**WRITTEN PROBLEM**
Copy out the rows below unchanged, from the very first line through the line that contains "pixel 479 427", including both of those lines.
▬▬▬▬▬▬
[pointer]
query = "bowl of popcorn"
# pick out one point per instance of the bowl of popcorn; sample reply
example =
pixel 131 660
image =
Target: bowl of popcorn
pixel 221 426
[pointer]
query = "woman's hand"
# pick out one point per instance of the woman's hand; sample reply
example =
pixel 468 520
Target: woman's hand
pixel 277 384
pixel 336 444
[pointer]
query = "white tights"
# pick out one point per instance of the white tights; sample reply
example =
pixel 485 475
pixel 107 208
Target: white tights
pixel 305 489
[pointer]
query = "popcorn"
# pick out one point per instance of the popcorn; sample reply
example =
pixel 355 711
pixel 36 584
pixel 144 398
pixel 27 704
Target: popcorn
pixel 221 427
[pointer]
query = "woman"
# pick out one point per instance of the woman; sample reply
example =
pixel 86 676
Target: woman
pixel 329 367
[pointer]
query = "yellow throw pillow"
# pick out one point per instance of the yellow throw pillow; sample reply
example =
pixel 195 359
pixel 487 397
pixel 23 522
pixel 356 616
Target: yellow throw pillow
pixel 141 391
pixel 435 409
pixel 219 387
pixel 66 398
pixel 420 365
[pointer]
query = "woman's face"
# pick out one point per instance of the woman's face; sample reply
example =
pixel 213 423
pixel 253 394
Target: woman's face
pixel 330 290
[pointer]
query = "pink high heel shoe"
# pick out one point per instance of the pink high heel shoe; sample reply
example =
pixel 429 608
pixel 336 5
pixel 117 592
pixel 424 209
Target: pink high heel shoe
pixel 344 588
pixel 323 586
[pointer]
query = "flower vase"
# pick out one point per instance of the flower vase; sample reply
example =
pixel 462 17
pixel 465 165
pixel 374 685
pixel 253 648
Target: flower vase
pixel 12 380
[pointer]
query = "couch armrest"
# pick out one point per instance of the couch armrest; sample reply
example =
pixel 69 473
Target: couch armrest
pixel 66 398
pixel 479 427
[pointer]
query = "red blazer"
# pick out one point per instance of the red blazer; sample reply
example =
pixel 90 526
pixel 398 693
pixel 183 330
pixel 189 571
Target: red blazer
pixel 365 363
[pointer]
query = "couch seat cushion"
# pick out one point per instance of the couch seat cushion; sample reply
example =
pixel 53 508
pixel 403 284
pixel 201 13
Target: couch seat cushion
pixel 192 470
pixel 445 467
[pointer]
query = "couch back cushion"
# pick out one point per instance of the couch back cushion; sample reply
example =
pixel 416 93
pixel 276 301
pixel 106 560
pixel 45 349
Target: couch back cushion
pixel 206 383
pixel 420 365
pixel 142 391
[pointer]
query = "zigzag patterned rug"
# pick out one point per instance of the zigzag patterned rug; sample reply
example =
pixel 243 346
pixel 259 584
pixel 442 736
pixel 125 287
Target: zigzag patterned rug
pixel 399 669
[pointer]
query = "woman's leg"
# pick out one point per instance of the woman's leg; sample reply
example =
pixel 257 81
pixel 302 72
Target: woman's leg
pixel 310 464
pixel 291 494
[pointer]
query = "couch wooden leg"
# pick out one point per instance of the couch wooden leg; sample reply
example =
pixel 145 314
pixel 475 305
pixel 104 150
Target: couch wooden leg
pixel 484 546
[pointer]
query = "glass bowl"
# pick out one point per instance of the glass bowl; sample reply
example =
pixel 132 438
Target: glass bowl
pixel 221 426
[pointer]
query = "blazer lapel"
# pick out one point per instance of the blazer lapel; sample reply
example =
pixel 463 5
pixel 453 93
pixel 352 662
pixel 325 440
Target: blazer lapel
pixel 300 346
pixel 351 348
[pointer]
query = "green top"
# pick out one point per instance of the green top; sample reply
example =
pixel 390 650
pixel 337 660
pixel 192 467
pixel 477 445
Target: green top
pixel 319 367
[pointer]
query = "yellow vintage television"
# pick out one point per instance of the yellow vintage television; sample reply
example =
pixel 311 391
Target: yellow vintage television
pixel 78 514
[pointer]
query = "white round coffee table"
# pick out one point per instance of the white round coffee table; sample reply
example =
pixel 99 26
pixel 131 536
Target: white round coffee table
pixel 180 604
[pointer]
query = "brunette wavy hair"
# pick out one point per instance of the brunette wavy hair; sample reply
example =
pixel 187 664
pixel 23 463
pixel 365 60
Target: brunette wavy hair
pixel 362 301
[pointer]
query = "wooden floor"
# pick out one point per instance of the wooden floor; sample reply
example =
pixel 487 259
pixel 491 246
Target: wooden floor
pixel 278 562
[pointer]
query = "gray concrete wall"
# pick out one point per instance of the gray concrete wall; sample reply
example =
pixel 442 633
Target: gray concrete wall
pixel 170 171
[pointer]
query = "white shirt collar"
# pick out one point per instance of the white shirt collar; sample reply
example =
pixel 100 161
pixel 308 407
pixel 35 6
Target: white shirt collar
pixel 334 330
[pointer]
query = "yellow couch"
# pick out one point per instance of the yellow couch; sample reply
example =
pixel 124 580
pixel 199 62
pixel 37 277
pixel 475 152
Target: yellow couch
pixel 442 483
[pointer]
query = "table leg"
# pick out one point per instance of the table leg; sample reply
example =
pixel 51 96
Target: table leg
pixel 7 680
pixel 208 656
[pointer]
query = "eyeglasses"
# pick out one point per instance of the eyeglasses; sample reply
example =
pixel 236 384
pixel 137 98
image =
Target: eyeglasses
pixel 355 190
▬▬▬▬▬▬
**TASK OUTPUT**
[pointer]
query = "bowl of popcorn"
# pick out one point per instance of the bowl of popcorn; sample reply
example =
pixel 131 660
image =
Target: bowl of popcorn
pixel 221 426
[pointer]
query = "woman's hand"
# pick out one point per instance of the woman's hand; sample reply
example =
pixel 468 520
Target: woman's hand
pixel 277 384
pixel 336 444
[pointer]
query = "white tights"
# pick out one point per instance of the white tights; sample reply
example =
pixel 485 475
pixel 107 208
Target: white tights
pixel 305 489
[pointer]
query = "popcorn"
# pick out one point per instance of the popcorn; sample reply
example =
pixel 355 711
pixel 36 584
pixel 144 398
pixel 27 704
Target: popcorn
pixel 221 427
[pointer]
query = "woman"
# pick out one point per instance of the woman; sample reply
example =
pixel 86 676
Target: woman
pixel 329 367
[pointer]
query = "yellow throw pillow"
# pick out one point per instance of the yellow throw pillow; sample reply
example =
pixel 195 359
pixel 487 397
pixel 23 522
pixel 356 616
Target: yellow throw pillow
pixel 141 391
pixel 435 409
pixel 219 387
pixel 66 398
pixel 420 365
[pointer]
query = "woman's face"
# pick out one point per instance of the woman's face; sample reply
example =
pixel 213 423
pixel 253 394
Target: woman's face
pixel 330 290
[pointer]
query = "pink high heel shoe"
# pick out one point per instance of the pink high heel shoe; sample reply
example =
pixel 429 608
pixel 336 5
pixel 117 592
pixel 424 209
Target: pink high heel shoe
pixel 344 588
pixel 323 586
[pointer]
query = "flower vase"
# pick out one point per instance of the flower vase; sample reply
example =
pixel 462 17
pixel 465 165
pixel 374 685
pixel 253 648
Target: flower vase
pixel 12 380
[pointer]
query = "couch armrest"
# pick out one point per instance of the couch armrest; sample reply
example =
pixel 69 473
Target: couch armrest
pixel 66 398
pixel 479 427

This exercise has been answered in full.